-- Exercise prompt --
Count up every line of the data in which "person" occurs. The reply is one number and nothing more.

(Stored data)
╔══
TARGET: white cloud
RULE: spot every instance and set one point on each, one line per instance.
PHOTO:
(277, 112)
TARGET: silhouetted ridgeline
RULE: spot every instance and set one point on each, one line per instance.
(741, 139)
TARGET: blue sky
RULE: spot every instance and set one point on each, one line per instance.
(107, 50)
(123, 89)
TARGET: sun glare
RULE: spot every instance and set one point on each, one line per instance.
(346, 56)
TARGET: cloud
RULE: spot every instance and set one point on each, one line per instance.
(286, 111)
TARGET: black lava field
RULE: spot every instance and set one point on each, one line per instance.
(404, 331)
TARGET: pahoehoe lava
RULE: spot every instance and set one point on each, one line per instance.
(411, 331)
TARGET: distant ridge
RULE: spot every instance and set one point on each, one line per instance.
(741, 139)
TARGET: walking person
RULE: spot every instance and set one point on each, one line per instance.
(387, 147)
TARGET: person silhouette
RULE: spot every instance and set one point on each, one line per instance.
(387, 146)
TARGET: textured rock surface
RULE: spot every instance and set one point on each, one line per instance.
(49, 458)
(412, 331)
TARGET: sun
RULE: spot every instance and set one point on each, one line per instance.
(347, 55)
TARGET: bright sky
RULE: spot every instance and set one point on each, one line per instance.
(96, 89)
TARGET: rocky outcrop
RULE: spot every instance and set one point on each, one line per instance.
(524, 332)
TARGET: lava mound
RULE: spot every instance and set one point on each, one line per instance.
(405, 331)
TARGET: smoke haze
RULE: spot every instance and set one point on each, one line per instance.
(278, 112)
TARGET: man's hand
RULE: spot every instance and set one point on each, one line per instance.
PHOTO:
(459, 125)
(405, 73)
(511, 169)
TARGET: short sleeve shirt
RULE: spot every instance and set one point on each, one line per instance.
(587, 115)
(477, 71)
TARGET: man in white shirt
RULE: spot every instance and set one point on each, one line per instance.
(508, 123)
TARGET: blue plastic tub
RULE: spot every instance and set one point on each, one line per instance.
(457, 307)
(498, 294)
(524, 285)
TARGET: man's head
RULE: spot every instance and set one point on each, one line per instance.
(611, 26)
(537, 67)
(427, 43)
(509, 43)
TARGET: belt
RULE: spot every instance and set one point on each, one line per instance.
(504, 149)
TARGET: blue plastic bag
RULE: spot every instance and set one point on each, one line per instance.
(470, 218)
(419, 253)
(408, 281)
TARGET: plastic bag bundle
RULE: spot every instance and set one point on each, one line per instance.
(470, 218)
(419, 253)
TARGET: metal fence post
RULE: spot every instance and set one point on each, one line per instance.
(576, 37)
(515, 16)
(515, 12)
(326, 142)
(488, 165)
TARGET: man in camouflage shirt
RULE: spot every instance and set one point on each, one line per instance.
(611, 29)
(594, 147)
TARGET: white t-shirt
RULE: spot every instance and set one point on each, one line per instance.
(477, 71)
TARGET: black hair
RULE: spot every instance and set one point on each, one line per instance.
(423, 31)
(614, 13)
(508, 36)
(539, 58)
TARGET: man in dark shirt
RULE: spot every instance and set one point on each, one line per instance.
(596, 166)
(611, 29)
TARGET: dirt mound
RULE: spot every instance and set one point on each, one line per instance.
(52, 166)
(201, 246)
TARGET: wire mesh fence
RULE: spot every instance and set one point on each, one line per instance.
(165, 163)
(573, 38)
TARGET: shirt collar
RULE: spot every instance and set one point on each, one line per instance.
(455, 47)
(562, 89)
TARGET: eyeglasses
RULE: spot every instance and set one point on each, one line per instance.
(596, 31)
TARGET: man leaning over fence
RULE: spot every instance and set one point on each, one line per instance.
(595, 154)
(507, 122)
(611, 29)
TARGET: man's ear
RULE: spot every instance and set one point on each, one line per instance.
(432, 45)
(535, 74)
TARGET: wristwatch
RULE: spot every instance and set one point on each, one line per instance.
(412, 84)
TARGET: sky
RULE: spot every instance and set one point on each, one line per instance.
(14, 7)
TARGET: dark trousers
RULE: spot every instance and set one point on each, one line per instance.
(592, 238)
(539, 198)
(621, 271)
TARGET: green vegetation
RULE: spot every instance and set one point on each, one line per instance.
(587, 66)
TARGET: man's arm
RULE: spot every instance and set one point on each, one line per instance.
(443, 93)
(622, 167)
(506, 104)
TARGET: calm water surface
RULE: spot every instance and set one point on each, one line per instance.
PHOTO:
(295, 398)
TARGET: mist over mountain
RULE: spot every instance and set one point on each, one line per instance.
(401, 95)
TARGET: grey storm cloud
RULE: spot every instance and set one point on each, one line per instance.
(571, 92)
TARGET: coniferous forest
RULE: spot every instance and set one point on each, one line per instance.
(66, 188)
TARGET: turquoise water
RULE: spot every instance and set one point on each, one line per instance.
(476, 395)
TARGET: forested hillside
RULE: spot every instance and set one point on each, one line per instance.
╚══
-- Your response --
2